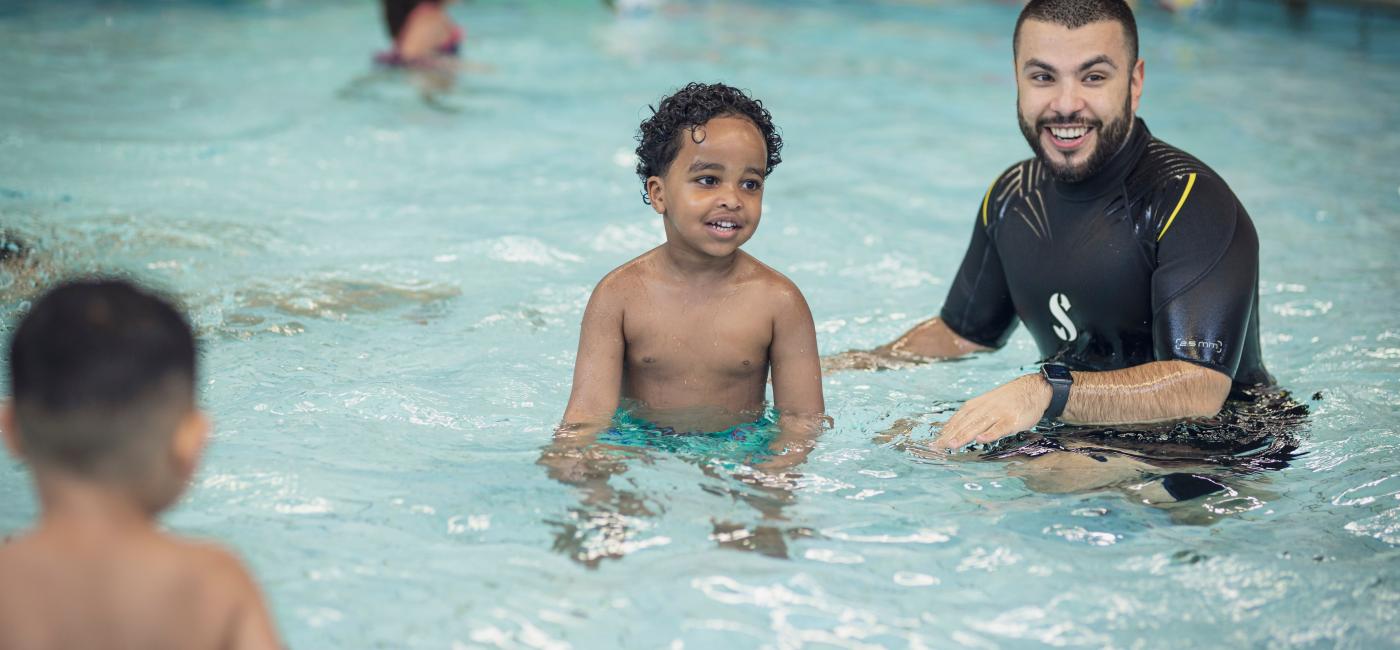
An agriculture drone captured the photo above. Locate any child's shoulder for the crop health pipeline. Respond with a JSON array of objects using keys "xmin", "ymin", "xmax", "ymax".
[
  {"xmin": 164, "ymin": 536, "xmax": 262, "ymax": 591},
  {"xmin": 591, "ymin": 246, "xmax": 663, "ymax": 295},
  {"xmin": 734, "ymin": 253, "xmax": 814, "ymax": 323},
  {"xmin": 738, "ymin": 252, "xmax": 807, "ymax": 300}
]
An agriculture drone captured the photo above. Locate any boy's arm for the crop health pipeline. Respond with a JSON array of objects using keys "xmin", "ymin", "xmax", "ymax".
[
  {"xmin": 543, "ymin": 281, "xmax": 626, "ymax": 485},
  {"xmin": 559, "ymin": 279, "xmax": 626, "ymax": 442},
  {"xmin": 764, "ymin": 282, "xmax": 827, "ymax": 471}
]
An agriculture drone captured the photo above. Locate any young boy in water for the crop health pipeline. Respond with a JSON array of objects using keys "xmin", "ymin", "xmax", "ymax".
[
  {"xmin": 558, "ymin": 82, "xmax": 826, "ymax": 470},
  {"xmin": 0, "ymin": 279, "xmax": 281, "ymax": 650}
]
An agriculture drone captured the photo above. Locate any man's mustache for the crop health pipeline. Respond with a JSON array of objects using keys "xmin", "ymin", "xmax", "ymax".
[{"xmin": 1036, "ymin": 114, "xmax": 1104, "ymax": 128}]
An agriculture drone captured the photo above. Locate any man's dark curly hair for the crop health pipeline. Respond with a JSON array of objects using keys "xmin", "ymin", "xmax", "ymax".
[{"xmin": 634, "ymin": 82, "xmax": 783, "ymax": 205}]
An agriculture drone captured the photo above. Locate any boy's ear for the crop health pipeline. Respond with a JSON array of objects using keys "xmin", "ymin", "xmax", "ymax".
[
  {"xmin": 170, "ymin": 409, "xmax": 210, "ymax": 482},
  {"xmin": 646, "ymin": 176, "xmax": 666, "ymax": 215},
  {"xmin": 1, "ymin": 400, "xmax": 23, "ymax": 461}
]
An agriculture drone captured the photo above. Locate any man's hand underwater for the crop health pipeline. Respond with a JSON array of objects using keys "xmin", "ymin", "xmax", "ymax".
[{"xmin": 933, "ymin": 374, "xmax": 1051, "ymax": 450}]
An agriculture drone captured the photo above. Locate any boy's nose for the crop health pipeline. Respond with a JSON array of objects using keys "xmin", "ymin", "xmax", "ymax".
[{"xmin": 716, "ymin": 185, "xmax": 742, "ymax": 210}]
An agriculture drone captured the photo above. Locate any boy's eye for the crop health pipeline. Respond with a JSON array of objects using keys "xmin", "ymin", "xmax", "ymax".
[
  {"xmin": 695, "ymin": 176, "xmax": 717, "ymax": 186},
  {"xmin": 741, "ymin": 179, "xmax": 763, "ymax": 191}
]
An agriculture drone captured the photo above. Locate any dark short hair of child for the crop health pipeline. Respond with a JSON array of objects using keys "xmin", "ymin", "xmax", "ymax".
[
  {"xmin": 634, "ymin": 82, "xmax": 784, "ymax": 205},
  {"xmin": 8, "ymin": 278, "xmax": 197, "ymax": 480}
]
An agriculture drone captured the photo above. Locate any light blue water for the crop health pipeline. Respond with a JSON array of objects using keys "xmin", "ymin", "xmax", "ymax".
[{"xmin": 3, "ymin": 0, "xmax": 1400, "ymax": 647}]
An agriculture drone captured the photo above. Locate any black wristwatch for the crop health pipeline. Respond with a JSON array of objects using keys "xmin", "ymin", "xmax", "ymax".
[{"xmin": 1040, "ymin": 364, "xmax": 1073, "ymax": 421}]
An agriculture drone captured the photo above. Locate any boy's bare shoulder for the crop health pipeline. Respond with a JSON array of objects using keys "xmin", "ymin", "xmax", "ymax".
[
  {"xmin": 168, "ymin": 536, "xmax": 265, "ymax": 599},
  {"xmin": 0, "ymin": 532, "xmax": 267, "ymax": 647},
  {"xmin": 739, "ymin": 252, "xmax": 811, "ymax": 309},
  {"xmin": 0, "ymin": 530, "xmax": 43, "ymax": 585},
  {"xmin": 590, "ymin": 246, "xmax": 663, "ymax": 300}
]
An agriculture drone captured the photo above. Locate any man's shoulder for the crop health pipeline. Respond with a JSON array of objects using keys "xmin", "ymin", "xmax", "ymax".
[
  {"xmin": 1128, "ymin": 136, "xmax": 1233, "ymax": 199},
  {"xmin": 980, "ymin": 157, "xmax": 1048, "ymax": 225}
]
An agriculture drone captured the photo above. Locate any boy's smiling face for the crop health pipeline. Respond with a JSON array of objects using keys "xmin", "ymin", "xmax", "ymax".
[{"xmin": 647, "ymin": 115, "xmax": 767, "ymax": 260}]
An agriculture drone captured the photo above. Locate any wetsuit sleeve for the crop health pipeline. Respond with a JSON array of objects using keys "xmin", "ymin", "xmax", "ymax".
[
  {"xmin": 939, "ymin": 188, "xmax": 1018, "ymax": 349},
  {"xmin": 1150, "ymin": 173, "xmax": 1259, "ymax": 379}
]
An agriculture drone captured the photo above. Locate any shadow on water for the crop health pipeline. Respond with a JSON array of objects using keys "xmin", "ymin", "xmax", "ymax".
[
  {"xmin": 537, "ymin": 405, "xmax": 818, "ymax": 568},
  {"xmin": 885, "ymin": 388, "xmax": 1312, "ymax": 525}
]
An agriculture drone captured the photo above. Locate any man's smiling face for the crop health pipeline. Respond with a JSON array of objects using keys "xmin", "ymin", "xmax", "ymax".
[{"xmin": 1015, "ymin": 18, "xmax": 1144, "ymax": 183}]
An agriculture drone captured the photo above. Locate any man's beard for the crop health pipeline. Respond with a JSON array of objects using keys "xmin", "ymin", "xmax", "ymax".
[{"xmin": 1019, "ymin": 93, "xmax": 1133, "ymax": 184}]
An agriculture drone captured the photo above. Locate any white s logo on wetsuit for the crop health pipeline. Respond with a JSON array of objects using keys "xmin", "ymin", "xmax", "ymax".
[{"xmin": 1049, "ymin": 292, "xmax": 1077, "ymax": 342}]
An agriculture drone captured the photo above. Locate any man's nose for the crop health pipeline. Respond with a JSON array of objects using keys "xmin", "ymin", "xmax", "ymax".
[{"xmin": 1051, "ymin": 81, "xmax": 1086, "ymax": 117}]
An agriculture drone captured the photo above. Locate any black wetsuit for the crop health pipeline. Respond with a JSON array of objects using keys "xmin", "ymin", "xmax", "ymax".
[{"xmin": 940, "ymin": 118, "xmax": 1272, "ymax": 392}]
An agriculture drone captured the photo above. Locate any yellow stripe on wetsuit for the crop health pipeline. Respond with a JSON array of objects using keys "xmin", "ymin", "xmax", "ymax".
[{"xmin": 1157, "ymin": 172, "xmax": 1197, "ymax": 241}]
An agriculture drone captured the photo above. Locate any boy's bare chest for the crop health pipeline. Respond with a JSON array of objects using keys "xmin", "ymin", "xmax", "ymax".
[{"xmin": 622, "ymin": 293, "xmax": 772, "ymax": 378}]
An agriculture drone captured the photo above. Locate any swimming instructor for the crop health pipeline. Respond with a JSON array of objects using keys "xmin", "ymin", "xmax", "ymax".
[{"xmin": 829, "ymin": 0, "xmax": 1273, "ymax": 449}]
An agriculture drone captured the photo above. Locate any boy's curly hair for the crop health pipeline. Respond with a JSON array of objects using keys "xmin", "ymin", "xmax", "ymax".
[{"xmin": 634, "ymin": 82, "xmax": 783, "ymax": 205}]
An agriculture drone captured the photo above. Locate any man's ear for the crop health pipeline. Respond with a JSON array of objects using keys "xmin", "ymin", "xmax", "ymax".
[
  {"xmin": 1, "ymin": 400, "xmax": 23, "ymax": 461},
  {"xmin": 1130, "ymin": 58, "xmax": 1145, "ymax": 113},
  {"xmin": 646, "ymin": 176, "xmax": 666, "ymax": 215},
  {"xmin": 171, "ymin": 409, "xmax": 209, "ymax": 483}
]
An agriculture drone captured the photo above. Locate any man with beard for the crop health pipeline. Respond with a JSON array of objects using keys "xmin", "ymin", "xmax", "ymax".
[{"xmin": 830, "ymin": 0, "xmax": 1274, "ymax": 484}]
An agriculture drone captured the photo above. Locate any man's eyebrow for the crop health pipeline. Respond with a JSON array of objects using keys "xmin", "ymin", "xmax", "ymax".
[
  {"xmin": 1023, "ymin": 55, "xmax": 1118, "ymax": 73},
  {"xmin": 1078, "ymin": 54, "xmax": 1116, "ymax": 71},
  {"xmin": 688, "ymin": 160, "xmax": 724, "ymax": 173}
]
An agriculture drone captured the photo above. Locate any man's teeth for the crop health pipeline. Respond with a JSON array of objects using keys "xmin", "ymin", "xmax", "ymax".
[{"xmin": 1050, "ymin": 126, "xmax": 1088, "ymax": 140}]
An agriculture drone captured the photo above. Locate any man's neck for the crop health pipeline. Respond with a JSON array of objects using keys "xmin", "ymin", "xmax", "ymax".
[{"xmin": 1053, "ymin": 116, "xmax": 1147, "ymax": 200}]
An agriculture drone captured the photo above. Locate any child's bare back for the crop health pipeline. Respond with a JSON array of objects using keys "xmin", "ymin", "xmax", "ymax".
[{"xmin": 0, "ymin": 528, "xmax": 276, "ymax": 650}]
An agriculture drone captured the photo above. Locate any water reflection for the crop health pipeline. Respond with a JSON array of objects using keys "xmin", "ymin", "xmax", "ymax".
[
  {"xmin": 883, "ymin": 388, "xmax": 1311, "ymax": 524},
  {"xmin": 538, "ymin": 404, "xmax": 820, "ymax": 568}
]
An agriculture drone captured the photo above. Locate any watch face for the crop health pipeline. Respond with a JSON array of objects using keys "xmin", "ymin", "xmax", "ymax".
[{"xmin": 1043, "ymin": 364, "xmax": 1073, "ymax": 382}]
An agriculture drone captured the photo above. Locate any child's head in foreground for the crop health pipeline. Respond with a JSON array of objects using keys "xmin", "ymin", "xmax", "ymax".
[
  {"xmin": 635, "ymin": 82, "xmax": 783, "ymax": 256},
  {"xmin": 4, "ymin": 278, "xmax": 205, "ymax": 516}
]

-- -- --

■ What is needed
Only the line containing "any child's head" and the lines after it, up to and including the last line of the data, should appear in the answer, exactly as written.

■ Task result
An agriculture drone captured the photo above. Locate any child's head in foreground for the crop health pipeline. Respond with a JSON array of objects using keys "xmin", "ymin", "xmax", "ymax".
[
  {"xmin": 635, "ymin": 82, "xmax": 783, "ymax": 256},
  {"xmin": 4, "ymin": 278, "xmax": 205, "ymax": 516}
]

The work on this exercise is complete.